*** LISTED RECORDS ***
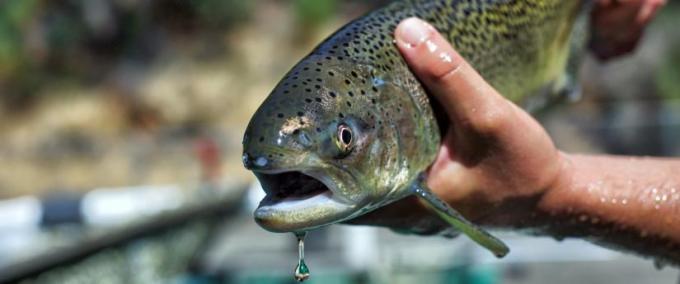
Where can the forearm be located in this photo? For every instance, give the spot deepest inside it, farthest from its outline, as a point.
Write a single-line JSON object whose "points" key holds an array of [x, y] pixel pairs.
{"points": [[631, 203]]}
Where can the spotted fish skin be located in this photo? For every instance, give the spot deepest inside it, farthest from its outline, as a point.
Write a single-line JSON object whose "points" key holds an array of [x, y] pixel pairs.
{"points": [[358, 80]]}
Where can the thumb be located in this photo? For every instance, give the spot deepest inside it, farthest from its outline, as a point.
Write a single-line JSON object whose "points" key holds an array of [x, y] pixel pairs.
{"points": [[467, 98]]}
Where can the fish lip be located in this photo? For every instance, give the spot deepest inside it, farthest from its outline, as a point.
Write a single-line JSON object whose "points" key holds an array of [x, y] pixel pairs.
{"points": [[303, 212], [337, 194]]}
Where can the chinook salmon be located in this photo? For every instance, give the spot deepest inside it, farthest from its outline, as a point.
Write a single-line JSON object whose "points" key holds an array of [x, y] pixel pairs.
{"points": [[350, 129]]}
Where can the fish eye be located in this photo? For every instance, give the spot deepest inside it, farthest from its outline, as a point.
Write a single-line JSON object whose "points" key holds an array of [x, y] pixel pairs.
{"points": [[345, 138]]}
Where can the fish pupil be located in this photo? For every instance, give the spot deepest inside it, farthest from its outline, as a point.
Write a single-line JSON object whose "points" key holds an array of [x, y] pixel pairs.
{"points": [[345, 136]]}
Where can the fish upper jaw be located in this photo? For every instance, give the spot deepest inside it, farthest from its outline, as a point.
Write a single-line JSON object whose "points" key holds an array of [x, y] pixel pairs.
{"points": [[300, 200]]}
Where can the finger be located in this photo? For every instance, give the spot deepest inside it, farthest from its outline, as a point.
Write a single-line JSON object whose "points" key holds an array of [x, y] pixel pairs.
{"points": [[450, 79]]}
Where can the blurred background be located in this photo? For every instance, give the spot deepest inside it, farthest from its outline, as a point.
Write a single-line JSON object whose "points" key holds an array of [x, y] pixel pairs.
{"points": [[120, 149]]}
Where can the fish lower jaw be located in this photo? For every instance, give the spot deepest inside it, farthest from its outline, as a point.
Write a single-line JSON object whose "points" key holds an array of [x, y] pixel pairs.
{"points": [[302, 214]]}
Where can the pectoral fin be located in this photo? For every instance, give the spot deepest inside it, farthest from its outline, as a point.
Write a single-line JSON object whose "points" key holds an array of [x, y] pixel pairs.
{"points": [[451, 216]]}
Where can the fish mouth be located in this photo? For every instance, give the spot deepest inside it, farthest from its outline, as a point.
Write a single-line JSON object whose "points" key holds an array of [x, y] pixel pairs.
{"points": [[300, 201]]}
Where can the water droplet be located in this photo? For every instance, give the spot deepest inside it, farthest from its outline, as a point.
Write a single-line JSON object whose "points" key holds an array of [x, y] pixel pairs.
{"points": [[301, 270]]}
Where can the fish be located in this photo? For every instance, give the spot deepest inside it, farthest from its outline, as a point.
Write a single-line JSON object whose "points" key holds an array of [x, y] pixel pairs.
{"points": [[350, 129]]}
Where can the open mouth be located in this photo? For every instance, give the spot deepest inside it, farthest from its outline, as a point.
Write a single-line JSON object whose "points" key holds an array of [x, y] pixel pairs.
{"points": [[290, 186], [296, 201]]}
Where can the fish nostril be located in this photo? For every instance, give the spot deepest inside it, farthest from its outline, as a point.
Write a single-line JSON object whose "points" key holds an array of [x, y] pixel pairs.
{"points": [[246, 160], [261, 162], [250, 161]]}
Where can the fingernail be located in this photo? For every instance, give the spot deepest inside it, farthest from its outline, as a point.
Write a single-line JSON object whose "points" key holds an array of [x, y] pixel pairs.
{"points": [[412, 32]]}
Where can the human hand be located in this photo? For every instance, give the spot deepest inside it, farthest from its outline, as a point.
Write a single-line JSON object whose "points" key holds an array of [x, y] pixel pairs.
{"points": [[493, 157], [617, 25]]}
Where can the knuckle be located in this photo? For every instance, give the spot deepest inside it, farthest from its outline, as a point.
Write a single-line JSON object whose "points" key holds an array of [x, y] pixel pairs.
{"points": [[494, 118]]}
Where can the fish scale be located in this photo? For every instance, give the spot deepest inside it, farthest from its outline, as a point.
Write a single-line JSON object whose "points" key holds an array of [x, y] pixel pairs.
{"points": [[357, 81]]}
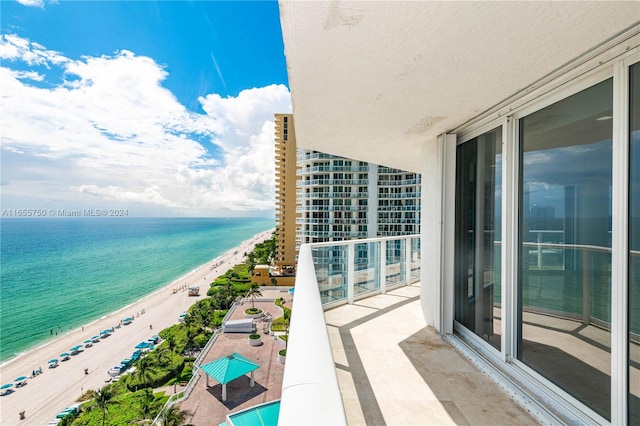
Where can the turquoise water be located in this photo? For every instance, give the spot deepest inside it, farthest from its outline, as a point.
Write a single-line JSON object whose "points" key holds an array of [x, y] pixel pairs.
{"points": [[63, 273]]}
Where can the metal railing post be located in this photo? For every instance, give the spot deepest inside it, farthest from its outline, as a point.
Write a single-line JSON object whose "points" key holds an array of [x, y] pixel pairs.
{"points": [[407, 260], [351, 272]]}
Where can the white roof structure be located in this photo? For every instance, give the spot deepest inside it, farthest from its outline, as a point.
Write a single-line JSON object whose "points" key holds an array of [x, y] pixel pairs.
{"points": [[373, 80]]}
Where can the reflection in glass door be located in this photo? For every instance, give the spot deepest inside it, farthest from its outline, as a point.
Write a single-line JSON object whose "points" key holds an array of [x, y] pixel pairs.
{"points": [[478, 238], [564, 294]]}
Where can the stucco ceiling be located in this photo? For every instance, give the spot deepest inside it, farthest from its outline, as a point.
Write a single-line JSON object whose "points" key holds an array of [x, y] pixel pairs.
{"points": [[374, 80]]}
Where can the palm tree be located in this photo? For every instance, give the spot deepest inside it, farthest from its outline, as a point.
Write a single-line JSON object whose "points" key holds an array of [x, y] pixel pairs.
{"points": [[287, 319], [171, 343], [102, 400], [254, 292], [191, 336], [204, 317], [143, 370], [173, 416]]}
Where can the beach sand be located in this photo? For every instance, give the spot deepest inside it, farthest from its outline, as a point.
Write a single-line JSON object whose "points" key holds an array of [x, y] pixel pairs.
{"points": [[48, 393]]}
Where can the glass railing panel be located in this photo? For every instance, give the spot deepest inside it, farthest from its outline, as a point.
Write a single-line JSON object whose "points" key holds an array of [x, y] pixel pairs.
{"points": [[331, 271], [396, 261], [568, 281], [366, 268]]}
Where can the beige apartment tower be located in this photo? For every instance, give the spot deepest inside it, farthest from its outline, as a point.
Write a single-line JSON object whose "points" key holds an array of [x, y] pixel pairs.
{"points": [[285, 146]]}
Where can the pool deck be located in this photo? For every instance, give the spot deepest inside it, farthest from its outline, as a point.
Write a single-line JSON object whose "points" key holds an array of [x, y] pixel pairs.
{"points": [[205, 404]]}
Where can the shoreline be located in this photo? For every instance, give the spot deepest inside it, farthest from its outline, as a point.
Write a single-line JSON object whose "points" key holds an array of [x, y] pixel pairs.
{"points": [[53, 390], [164, 287]]}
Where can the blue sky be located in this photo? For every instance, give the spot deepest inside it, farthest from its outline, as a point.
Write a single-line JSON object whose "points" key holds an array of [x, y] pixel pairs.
{"points": [[164, 108]]}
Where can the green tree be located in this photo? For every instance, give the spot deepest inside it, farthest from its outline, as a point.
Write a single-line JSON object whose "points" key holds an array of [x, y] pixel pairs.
{"points": [[223, 296], [254, 292], [191, 336], [102, 400], [146, 404], [173, 416], [171, 343]]}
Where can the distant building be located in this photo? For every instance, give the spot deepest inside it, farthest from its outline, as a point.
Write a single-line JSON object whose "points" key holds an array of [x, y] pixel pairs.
{"points": [[285, 146]]}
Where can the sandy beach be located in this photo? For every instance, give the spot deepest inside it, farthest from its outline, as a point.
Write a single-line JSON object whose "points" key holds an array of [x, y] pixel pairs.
***
- TASK BRIEF
Reproduce each line exactly as it appears, omitting the pictures.

- PROBLEM SOLUTION
Where can the forearm be located in this photo? For every instance, give the spot deepest inside it, farthest from its outline, as a point.
Write a single-line JSON object whose "points" key holds an array of [x, y] pixel pairs.
{"points": [[631, 203]]}
Where can the spotted fish skin be located in this photo? For every instance, give the spot deepest inside it, farthest from its outline, as a point.
Write a single-line JSON object whose "points" key holds an array of [x, y] pixel pairs.
{"points": [[358, 80]]}
Where can the thumb be located in this photo? For every instance, give the spot deepest inside it, farthest from its outline, as a point.
Write a single-line JSON object whose "points" key holds an array of [x, y] pixel pairs.
{"points": [[467, 98]]}
Where can the fish lip be located in this photo? For every instance, give the spot deepest inside it, farthest from its outline, as a point.
Write a single-line JSON object whose "points" key holds an array of [x, y] pixel pairs.
{"points": [[303, 212], [337, 194]]}
Where can the chinook salmon be located in this photo? For every instance, give the spot deepest inside it, farthest from its outline, as a point.
Write a single-line JSON object whose "points" key holds an array of [x, y] pixel pairs.
{"points": [[350, 129]]}
Where can the fish eye be located in this photo? For every instance, give the spot deepest inside it, farthest from its outline, as a point.
Write a single-line JSON object whose "points" key holds an array of [x, y] pixel pairs.
{"points": [[345, 138]]}
Where can the fish pupil be located in this photo? For every instance, give the spot deepest inside it, farthest from its outline, as a point.
Write a single-line JSON object whose "points" key holds an array of [x, y] pixel pairs.
{"points": [[345, 136]]}
Where can the fish upper jaw be located in this photo? For every instance, give the spot deepest inside it, farthest from its outline, as a point.
Write a single-line JSON object whose "points" key holds an array of [x, y] pixel pairs.
{"points": [[300, 200]]}
Where can the finger be located in this photo? For every instance, give the spot deepest inside it, farthest from its outline, as a point.
Write a single-line JSON object whose "points" key holds an array of [x, y] pixel pairs.
{"points": [[450, 79]]}
Where can the blurred background be located in this photo? For every instance, give the spot deepest inside it, farthest from its outline, as a point.
Write a single-line JSON object whose "points" key holds an array of [x, y] pixel pairs.
{"points": [[120, 149]]}
Where can the fish lower jaw be located in this photo? For every instance, give the spot deepest inside it, farthest from its outline, as a point.
Write a single-line JSON object whose "points" key holds an array of [x, y] pixel pairs.
{"points": [[302, 214]]}
Where can the pectoral fin be located in this photo? For every instance, give the spot deepest inside it, farthest from its outline, as a point.
Write a single-line JSON object whose "points" key holds an array of [x, y] pixel pairs.
{"points": [[451, 216]]}
Where can the fish mouth be located in this photo? For every instance, give the spot deepest inside it, farthest from its outline, as a point.
Write a single-line JSON object whose "points" key holds an array of [x, y] pixel pairs.
{"points": [[300, 201]]}
Where can the water droplet be located in this photo? For every instance, give the spot deepest inside it, farthest from its outline, as a point.
Write a single-line JSON object whose "points" key holds an array of [x, y] pixel pairs.
{"points": [[301, 270]]}
Where can the fish be located in this photo? For every instance, give the spot deepest inside it, farthest from its outline, as a point.
Write a single-line JSON object whose "points" key holds an array of [x, y] pixel pairs.
{"points": [[350, 129]]}
Where can the open mouth be located in this photo? For every instance, give the spot deepest inside it, farthest from its outline, as a point.
Write a single-line JSON object whose "points" key holds an array of [x, y] pixel pairs.
{"points": [[290, 186], [296, 201]]}
Where can the fish nostril be located in this photo? For every instance, give the spot deepest inside it, farthest from its outline, as a point.
Write a single-line JSON object whose "points" key holds an array of [x, y] pixel pairs.
{"points": [[246, 160], [261, 162], [250, 161]]}
Where can the fingernail be located in this photo? For every instance, give the spot deepest inside it, farthest from its outline, as a point.
Write a single-line JSON object whose "points" key holds an array of [x, y] pixel pairs.
{"points": [[412, 32]]}
Where can the human hand be located in this photo? For every instance, give the spot deepest inside it, farthest from its outline, as a point.
Write a single-line JSON object whose "points" key holds an array of [x, y] pixel pairs.
{"points": [[493, 157], [617, 25]]}
Where can the knuckle be located in this photo? For every instance, give the spot deepest inside it, farthest from its outline, as a point.
Write a single-line JSON object whose "points" key holds an array of [x, y] pixel pairs.
{"points": [[494, 118]]}
Where can the fish scale be located in this photo? For every instance, give the spot deepest inside it, farthest from its outline, as a point.
Write a single-line JSON object whose "points" key holds an array of [x, y] pixel pairs.
{"points": [[357, 81]]}
Where can the turquoise water be located in this photo? For every instance, give the spot deepest inside it, farthest from its outline, as a point.
Write a single-line JSON object whose "points" key holds an array of [x, y] pixel pairs.
{"points": [[63, 273]]}
Where can the metal railing post be located in this photo? For every instance, give the spot deepest inside it, farthest from its outline, as a point.
Write a single-line JSON object whose "points" key holds an array of [x, y] pixel pairs.
{"points": [[407, 260], [351, 272]]}
Where can the white roof structure be located in this photo? For every instance, give the spot deepest inside it, farthest from its outline, as a point.
Write a single-line JSON object whose "points" key holds an array of [x, y] pixel pairs.
{"points": [[373, 80]]}
Where can the reflection in glass door be located in this photo? For every instance, give the spot deepest inside it, farthest from its outline, as a point.
Write a single-line JSON object whose "points" key holds an array of [x, y] pixel pairs.
{"points": [[478, 238], [564, 294]]}
Where can the stucco ceiling be located in this photo? For every instance, give the spot deepest inside it, farthest from its outline, as a point.
Write a single-line JSON object whose "points" key holds an array of [x, y] pixel pairs.
{"points": [[374, 80]]}
Where can the palm tree be located in this photo? For every instance, give the spot deepest inside it, farthest from its outline, as a point.
Write a single-line JSON object whose "points" key holds an array of [x, y] pixel pairs.
{"points": [[287, 319], [171, 343], [102, 400], [254, 292], [191, 336], [204, 317], [143, 370], [173, 416]]}
Where can the beach sand be located in this photo? For every instance, give the spot deepest inside it, farthest from its outline, as a point.
Write a single-line JSON object whose "points" key holds an array of [x, y] pixel pairs.
{"points": [[48, 393]]}
Where can the glass railing panel be located in this photo? For every instance, give the spot deepest inside it, farthest from its outline, as a point.
Write a single-line JSON object whose "points" key holds an array of [x, y] pixel pairs.
{"points": [[331, 271], [396, 261], [568, 281], [366, 268]]}
Where can the beige apartment tower be located in this photo? For every instance, give the spot deepest inside it, farthest from its outline, as a point.
Write a single-line JSON object whose "points" key holds an array of [x, y] pixel pairs.
{"points": [[285, 146]]}
Where can the pool deck be located in this photo? For every instance, give the spot deepest inside it, farthest from its outline, as a point.
Write a single-line JSON object whose "points" key holds an array of [x, y] pixel pairs.
{"points": [[205, 404]]}
Where can the shoreline be located in this photo? For every instance, give the spot deepest inside it, farthest from its outline, as a point.
Write a single-line JSON object whose "points" key holds an array of [x, y] pixel pairs.
{"points": [[53, 390], [164, 287]]}
Where can the blue sky be located in this photo? For every instance, give the spot deepest inside it, farthest from its outline, as a point.
Write a single-line JSON object whose "points" key holds an array of [x, y] pixel pairs.
{"points": [[164, 108]]}
Where can the green tree be located in this photo? For every instance, give the spot deepest inside it, farthest from its outline, as a point.
Write a single-line JSON object whose "points" key holds an array of [x, y] pixel pairs.
{"points": [[223, 296], [254, 292], [191, 336], [102, 400], [146, 404], [173, 416], [171, 343]]}
Where can the distant building be located in this photo? For every instance, give the spot deepest inside it, farthest from its outline, as a point.
Write a single-line JSON object whose "points" key holds an array of [x, y] pixel pairs.
{"points": [[285, 146]]}
Where can the sandy beach be located in this photo? For every instance, give the spot deepest inside it, farthest from its outline, as a point.
Write a single-line JSON object whose "points" key holds an array of [x, y] pixel pairs.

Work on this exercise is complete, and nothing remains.